# International Films



## 10_0ARMY (Oct 19, 2012)

I saw Pan's Labyrinth and Battle Royal recently and loved both those films. I've realized that it definitely sucks to not enjoy great films from around the world.

What are some of yalls favorite films from other countries than your own? 


Discuss


----------



## Guild McCommunist (Oct 19, 2012)

The Raid: Redemption is really good.

So is 13 Assassins.


----------



## 10_0ARMY (Oct 19, 2012)

I just realized that there isn't a favorite movie / movie essentials thread. Any takers on starting one? Or is there one buried deep within the depths of the temp? 



Guild McCommunist said:


> The Raid: Redemption is really good.
> 
> So is 13 Assassins.



I shall look these up at once!


----------



## DinohScene (Oct 19, 2012)

Trolljegeren. 

An Norwegian folklore docustyled film.

Gwoemul.

Korean Monster movie

The Eye 1 2 3.

Chinese Horror iirc.

The Good the Bad the Weird.

Korean spaghetti western.


I actually have more asian films which are great lol


----------



## Guild McCommunist (Oct 19, 2012)

10_0ARMY said:


> I just realized that there isn't a favorite movie / movie essentials thread. Any takers on starting one? Or is there one buried deep within the depths of the temp?
> 
> 
> 
> ...



We've avoided an essentials for movies and TV because it's way too diverse and there's huge differences between countries.

Also they're both really good, The Raid is probably the greatest martial arts film of its time and possibly of all time. A really entertaining and insanely well choreographed action flick.

Also the Dollars trilogy (A Fistful of Dollars, For a Few Dollars More, and The Good, the Bad, and the Ugly) are technically Italian so I'll put those there.


----------



## Gahars (Oct 19, 2012)

I know you've already seen Pan's Labyrinth, but it bears repeating; that is a fantastic film.

If you get the chance, definitely watch In Bruges (its British, so I'll count it as international). When it comes to pitch black comedy, its hard to beat.


----------



## DinohScene (Oct 19, 2012)

Guild McCommunist said:


> Also the Dollars trilogy (A Fistful of Dollars, For a Few Dollars More, and The Good, the Bad, and the Ugly) are technically Italian so I'll put those there.



You just mentioned one of the greatest western if not the best western trilogy in history.


----------



## 10_0ARMY (Oct 19, 2012)

Guild McCommunist said:


> 10_0ARMY said:
> 
> 
> > I just realized that there isn't a favorite movie / movie essentials thread. Any takers on starting one? Or is there one buried deep within the depths of the temp?
> ...



Ah. That does make sense. I know I won't be short of titles to watch in the upcoming weeks. The hard part is making time to watch all of these


----------



## krazykracker1288 (Oct 19, 2012)

Leon: the professional (1994) is a great film. it stars jene reno, natalie portman, gary oldman and danny aiello. They are all well known actors in american film, but this film is french.
+1 13 assassins, love that one


----------



## Guild McCommunist (Oct 19, 2012)

Input data:
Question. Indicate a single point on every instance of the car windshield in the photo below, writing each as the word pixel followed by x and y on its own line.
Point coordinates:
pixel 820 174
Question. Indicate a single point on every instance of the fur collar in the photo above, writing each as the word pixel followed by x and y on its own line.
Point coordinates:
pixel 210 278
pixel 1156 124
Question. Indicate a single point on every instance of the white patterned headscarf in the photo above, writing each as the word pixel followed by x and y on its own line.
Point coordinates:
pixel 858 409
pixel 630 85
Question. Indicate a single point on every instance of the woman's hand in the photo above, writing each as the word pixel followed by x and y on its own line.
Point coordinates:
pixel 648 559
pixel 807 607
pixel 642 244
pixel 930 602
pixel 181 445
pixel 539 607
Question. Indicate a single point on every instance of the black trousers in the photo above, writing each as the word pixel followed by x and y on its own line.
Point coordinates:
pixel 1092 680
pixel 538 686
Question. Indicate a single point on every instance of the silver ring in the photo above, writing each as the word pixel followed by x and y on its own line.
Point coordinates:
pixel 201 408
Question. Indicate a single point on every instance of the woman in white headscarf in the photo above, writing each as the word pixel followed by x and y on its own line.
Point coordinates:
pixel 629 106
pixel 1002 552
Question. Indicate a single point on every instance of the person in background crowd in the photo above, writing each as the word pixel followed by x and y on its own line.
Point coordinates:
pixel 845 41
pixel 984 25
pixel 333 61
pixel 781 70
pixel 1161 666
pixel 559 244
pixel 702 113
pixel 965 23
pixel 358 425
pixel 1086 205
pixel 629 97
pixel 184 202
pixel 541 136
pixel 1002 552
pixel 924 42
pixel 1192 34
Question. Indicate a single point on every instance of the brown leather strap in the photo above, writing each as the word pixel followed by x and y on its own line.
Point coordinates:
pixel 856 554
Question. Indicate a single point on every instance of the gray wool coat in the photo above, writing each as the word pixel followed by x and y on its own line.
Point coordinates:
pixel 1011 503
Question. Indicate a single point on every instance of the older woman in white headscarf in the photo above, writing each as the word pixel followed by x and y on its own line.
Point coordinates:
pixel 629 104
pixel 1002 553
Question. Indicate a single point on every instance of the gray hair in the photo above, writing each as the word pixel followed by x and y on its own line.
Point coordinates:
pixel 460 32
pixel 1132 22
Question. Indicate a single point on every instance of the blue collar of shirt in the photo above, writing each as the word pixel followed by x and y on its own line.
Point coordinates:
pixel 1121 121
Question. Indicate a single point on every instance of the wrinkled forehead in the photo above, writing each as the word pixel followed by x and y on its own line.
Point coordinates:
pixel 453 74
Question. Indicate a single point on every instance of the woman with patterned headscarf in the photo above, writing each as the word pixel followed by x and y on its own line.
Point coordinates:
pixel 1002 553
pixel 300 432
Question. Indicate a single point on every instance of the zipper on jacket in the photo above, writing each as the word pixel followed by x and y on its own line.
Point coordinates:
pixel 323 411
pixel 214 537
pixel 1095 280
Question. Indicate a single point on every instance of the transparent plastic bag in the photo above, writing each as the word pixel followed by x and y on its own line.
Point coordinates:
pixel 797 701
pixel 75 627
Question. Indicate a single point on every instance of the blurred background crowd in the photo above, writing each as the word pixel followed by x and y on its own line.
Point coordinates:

Challenges:
1: In the forum thread on international films, how is The Good the Bad the Weird described?
2: Count the lines of the entries that contain the string "white", matching case exactly, and give only the number.
The forum thread and the entries have nothing to do with each other.

Solutions to the tasks:
1: It is described as a Korean spaghetti western.

2: 3